When you’re a teenager, the best place to see this is at graduation, when the same name is announced over and over:
And the valedictorian is . . . Doug Wallace. And the most valuable player is . . . Doug Wallace. And the most likely to succeed is . . . Doug Wallace.
Each time, everyone in the audience, especially Mr. and Mrs. Wallace, thinks, Goddamn, that Doug, he’s gonna make something of himself!
This was my experience sitting at our swim team graduation banquet. Though there were other underachievers like myself in school, the kids on swim team were superstars. Some were getting full-ride scholarships and going to places like Spelman College, the University of Maryland, even Harvard; others were planning to train for the Olympics. There were so many overachievers around me, and they were getting up and receiving plaques, trophies, and awards to consistent applause. The hard work I’d seen them put in was paying off.
But every dog has his day, and mine came when I finally got my award that night. It was the honor I deserved: for best attendance. My mom had been so strict that she never let me miss a day of practice.
I think it was called the Participant Award, and it wasn’t even a trophy. It was a certificate. Everyone knew it was the lamest award of the night.
When they called out “Kevin Hart” from the stage, there was a sympathetic smattering of applause. I stepped up to the podium and placed one hand on the microphone. Every other kid who’d spoken had written his speech on a piece of paper or an index card. Now I was on stage—for the first time in my life—with no paper, no index card, no preparation, and no clue what to say.
“Hello—I’m Nancy’s son,” I began, “though a lot of y’all know me as ‘the cheater.’?”

• [WRITTEN REQUEST 1]: Pull out each line of the records that contains the string "target", treating uppercase and lowercase as different.
The records have no connection to the text above them.

• [TASK DATA]:

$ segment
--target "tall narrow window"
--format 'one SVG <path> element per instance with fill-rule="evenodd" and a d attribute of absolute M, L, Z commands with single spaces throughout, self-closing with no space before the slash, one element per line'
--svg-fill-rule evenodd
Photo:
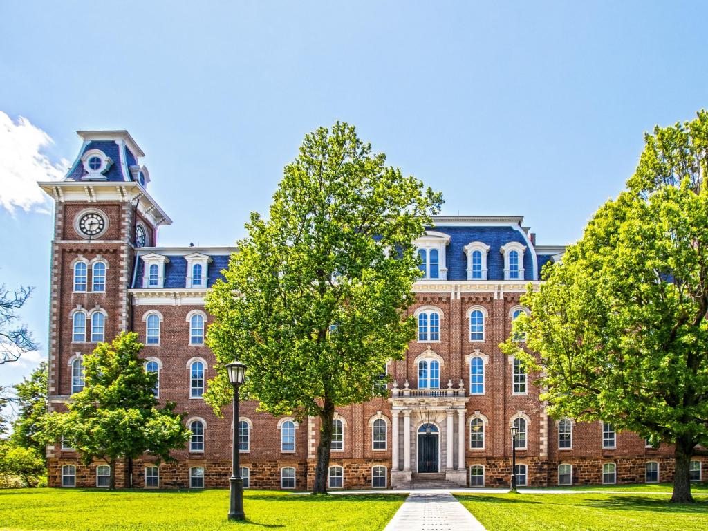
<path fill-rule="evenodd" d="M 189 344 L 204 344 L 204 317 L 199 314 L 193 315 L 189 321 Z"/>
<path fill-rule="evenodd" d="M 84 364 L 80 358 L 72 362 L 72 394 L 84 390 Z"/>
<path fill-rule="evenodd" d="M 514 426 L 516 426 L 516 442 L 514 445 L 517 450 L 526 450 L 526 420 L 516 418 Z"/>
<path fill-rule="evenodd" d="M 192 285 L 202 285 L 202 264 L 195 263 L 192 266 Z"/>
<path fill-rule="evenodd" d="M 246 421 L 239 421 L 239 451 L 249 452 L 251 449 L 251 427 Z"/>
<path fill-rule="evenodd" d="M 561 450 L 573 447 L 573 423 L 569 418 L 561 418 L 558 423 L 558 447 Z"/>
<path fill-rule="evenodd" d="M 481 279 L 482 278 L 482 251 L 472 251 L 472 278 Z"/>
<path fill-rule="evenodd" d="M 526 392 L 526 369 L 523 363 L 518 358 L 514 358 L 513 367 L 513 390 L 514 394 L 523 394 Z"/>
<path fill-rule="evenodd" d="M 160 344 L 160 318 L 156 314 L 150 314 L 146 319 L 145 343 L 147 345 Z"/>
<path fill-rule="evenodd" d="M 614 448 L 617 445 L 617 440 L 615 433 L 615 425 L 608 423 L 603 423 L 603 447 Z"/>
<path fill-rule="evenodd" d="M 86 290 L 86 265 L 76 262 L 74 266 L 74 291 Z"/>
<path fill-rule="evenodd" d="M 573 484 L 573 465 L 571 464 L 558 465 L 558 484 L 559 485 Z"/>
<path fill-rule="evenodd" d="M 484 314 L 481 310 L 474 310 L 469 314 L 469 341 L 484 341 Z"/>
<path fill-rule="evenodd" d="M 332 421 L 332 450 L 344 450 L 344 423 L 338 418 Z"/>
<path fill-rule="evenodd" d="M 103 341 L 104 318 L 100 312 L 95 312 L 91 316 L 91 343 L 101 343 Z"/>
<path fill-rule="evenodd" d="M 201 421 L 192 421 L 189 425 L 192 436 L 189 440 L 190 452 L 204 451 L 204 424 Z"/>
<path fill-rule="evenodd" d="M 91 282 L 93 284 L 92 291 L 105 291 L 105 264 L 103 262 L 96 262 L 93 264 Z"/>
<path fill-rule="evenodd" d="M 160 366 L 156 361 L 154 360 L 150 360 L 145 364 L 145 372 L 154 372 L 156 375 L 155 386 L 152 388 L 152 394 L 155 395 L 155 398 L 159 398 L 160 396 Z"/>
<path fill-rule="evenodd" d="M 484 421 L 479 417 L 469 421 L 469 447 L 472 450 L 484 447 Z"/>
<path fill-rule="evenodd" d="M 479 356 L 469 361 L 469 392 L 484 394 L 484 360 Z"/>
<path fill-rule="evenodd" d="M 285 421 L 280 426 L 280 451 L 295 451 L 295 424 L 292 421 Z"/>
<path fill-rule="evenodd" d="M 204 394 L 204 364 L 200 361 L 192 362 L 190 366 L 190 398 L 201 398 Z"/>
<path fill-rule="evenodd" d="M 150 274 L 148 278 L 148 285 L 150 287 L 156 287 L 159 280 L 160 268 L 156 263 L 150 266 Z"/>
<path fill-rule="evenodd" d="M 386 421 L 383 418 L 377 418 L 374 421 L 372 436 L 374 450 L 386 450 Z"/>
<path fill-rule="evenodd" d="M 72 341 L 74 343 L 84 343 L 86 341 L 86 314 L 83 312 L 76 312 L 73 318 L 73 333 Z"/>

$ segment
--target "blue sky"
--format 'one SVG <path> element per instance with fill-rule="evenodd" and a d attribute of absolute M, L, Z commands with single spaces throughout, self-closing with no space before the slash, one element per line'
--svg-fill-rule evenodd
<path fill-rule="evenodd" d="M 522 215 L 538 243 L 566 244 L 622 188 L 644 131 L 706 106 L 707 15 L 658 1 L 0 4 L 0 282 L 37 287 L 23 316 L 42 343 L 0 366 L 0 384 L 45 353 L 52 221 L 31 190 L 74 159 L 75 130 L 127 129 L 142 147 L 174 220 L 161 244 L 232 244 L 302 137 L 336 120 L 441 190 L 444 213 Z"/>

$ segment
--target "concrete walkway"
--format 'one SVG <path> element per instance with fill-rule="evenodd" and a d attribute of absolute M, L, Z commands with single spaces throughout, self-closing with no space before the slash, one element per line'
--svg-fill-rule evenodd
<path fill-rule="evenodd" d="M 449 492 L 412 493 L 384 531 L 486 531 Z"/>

...

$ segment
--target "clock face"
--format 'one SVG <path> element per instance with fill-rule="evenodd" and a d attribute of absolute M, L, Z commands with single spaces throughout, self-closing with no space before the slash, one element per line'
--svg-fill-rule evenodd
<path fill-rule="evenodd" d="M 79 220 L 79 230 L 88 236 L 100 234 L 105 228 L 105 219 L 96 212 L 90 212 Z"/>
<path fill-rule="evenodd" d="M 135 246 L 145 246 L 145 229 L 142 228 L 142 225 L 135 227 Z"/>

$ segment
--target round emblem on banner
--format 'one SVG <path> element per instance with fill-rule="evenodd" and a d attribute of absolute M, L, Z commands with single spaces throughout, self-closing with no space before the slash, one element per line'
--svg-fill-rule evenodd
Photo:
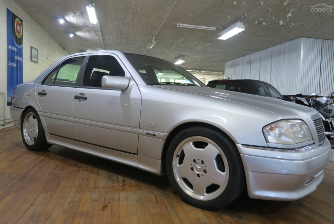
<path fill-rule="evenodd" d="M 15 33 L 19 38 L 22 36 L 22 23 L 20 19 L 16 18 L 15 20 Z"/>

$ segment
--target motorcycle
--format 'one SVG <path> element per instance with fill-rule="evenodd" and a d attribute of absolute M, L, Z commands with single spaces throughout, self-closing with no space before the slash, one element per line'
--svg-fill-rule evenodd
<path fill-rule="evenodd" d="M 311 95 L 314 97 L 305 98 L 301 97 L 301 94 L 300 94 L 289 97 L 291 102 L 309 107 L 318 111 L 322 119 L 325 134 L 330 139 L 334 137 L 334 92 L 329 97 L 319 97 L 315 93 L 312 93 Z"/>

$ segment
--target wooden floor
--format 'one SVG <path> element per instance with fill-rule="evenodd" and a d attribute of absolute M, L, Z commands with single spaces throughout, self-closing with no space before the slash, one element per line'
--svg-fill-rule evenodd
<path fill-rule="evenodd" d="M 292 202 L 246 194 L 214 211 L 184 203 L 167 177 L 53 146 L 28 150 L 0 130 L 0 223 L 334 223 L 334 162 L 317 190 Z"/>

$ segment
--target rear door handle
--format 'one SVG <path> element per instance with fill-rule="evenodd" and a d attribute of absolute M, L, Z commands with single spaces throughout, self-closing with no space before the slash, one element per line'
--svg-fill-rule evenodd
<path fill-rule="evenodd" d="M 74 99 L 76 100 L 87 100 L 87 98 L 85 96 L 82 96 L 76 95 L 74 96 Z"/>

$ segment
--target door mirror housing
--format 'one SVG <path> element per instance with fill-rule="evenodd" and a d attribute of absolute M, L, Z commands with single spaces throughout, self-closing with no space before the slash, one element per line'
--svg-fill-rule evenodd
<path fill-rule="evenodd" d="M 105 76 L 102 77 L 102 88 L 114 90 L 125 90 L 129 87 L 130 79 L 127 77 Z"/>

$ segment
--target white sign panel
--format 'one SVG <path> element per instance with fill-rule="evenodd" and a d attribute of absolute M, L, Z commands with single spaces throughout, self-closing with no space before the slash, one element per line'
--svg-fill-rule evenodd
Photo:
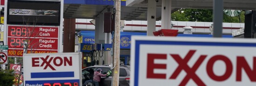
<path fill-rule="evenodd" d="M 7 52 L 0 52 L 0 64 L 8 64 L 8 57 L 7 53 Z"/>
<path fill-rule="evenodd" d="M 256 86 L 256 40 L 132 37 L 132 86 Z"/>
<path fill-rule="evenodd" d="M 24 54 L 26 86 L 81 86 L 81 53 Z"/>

• [WRITTEN REQUEST 2]: In the swim team banquet passage, what form did the narrator's award take?

• [EXERCISE RESULT 1]:
--target "tall narrow window"
--target "blue sky"
--target "concrete walkway"
--target "clock face"
--target round emblem on banner
--target motorcycle
--target wooden floor
--target rear door handle
--target door mirror housing
--target white sign panel

• [EXERCISE RESULT 2]: It was a certificate, not a trophy.